■ Task requirements:
The answer is to be an exact copy of the lines below running from the line with "Task: find the black" down to the line with "Task: find the bush", both ends included, and nothing more.

■ Given entries:
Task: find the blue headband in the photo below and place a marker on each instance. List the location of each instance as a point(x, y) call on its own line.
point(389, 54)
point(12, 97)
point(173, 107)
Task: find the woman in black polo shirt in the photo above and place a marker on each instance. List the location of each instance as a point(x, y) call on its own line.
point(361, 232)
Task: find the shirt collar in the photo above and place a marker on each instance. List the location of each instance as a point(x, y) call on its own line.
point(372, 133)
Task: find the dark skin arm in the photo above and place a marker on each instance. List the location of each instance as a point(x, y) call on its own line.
* * *
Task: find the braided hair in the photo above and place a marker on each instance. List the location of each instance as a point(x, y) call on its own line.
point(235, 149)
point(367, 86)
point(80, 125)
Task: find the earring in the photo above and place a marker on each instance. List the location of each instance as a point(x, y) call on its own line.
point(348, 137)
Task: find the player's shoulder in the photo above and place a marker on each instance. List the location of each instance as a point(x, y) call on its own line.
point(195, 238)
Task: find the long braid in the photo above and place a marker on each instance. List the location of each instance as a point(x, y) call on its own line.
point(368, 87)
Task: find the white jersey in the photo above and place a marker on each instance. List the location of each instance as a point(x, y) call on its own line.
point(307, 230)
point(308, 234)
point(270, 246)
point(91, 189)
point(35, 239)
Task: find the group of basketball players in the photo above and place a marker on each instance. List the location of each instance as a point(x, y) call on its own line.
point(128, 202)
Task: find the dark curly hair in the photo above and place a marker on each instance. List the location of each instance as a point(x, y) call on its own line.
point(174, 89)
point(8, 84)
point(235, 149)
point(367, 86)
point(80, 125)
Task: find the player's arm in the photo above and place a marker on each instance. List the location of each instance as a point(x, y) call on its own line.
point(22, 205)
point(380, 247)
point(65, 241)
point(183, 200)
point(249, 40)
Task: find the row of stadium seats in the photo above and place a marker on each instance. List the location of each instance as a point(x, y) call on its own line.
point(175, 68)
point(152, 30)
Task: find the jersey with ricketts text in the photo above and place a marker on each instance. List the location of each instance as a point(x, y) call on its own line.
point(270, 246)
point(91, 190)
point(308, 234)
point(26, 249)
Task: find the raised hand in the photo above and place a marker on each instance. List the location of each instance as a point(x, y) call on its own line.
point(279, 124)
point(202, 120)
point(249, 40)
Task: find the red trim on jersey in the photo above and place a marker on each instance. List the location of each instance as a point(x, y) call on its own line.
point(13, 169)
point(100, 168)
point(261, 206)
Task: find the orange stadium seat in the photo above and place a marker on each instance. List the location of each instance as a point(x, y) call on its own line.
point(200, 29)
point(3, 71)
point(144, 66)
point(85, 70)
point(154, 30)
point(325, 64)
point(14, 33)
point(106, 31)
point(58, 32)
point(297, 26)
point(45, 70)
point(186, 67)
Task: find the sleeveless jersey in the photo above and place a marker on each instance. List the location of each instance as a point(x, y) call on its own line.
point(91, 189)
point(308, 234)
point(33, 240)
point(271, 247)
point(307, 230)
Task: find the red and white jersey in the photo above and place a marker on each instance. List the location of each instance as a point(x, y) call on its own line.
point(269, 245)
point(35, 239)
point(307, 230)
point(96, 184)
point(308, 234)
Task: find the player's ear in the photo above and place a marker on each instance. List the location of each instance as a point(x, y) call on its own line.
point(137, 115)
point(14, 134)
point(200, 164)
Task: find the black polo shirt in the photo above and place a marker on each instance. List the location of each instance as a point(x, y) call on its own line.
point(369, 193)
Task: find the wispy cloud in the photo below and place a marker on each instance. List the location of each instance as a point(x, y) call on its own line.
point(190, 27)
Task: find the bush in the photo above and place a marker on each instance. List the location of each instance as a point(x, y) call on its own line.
--
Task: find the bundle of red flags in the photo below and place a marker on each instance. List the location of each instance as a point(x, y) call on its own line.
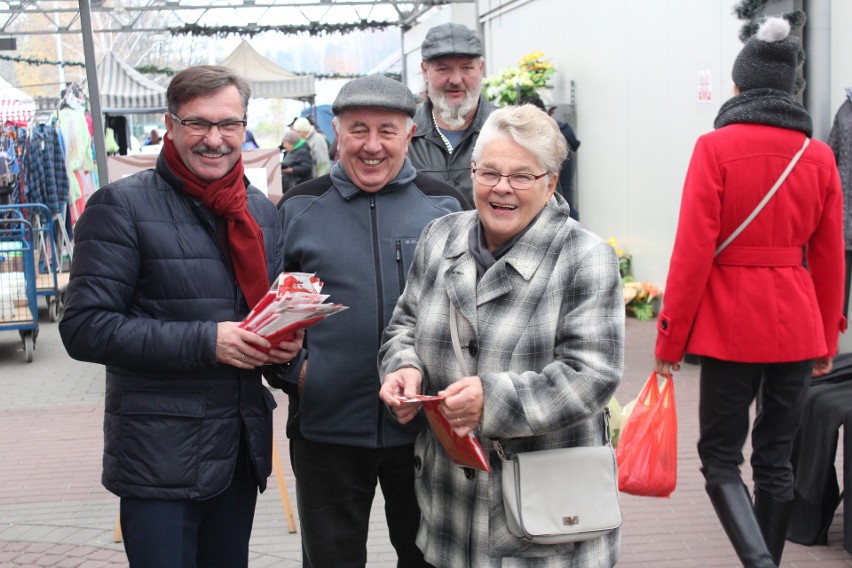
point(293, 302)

■ Answer space:
Task: find the black polo shirt in the photo above and place a marker on each instance. List the location of each instance as a point(x, y) call on its own line.
point(369, 193)
Task: find the wispy cloud in the photo below and place a marker on each instance. List the location of each instance as a point(x, y) call on its own line.
point(190, 27)
Task: find the bush in the photo above and place a marker on each instance. List the location of each instance as a point(x, y) call on its own line.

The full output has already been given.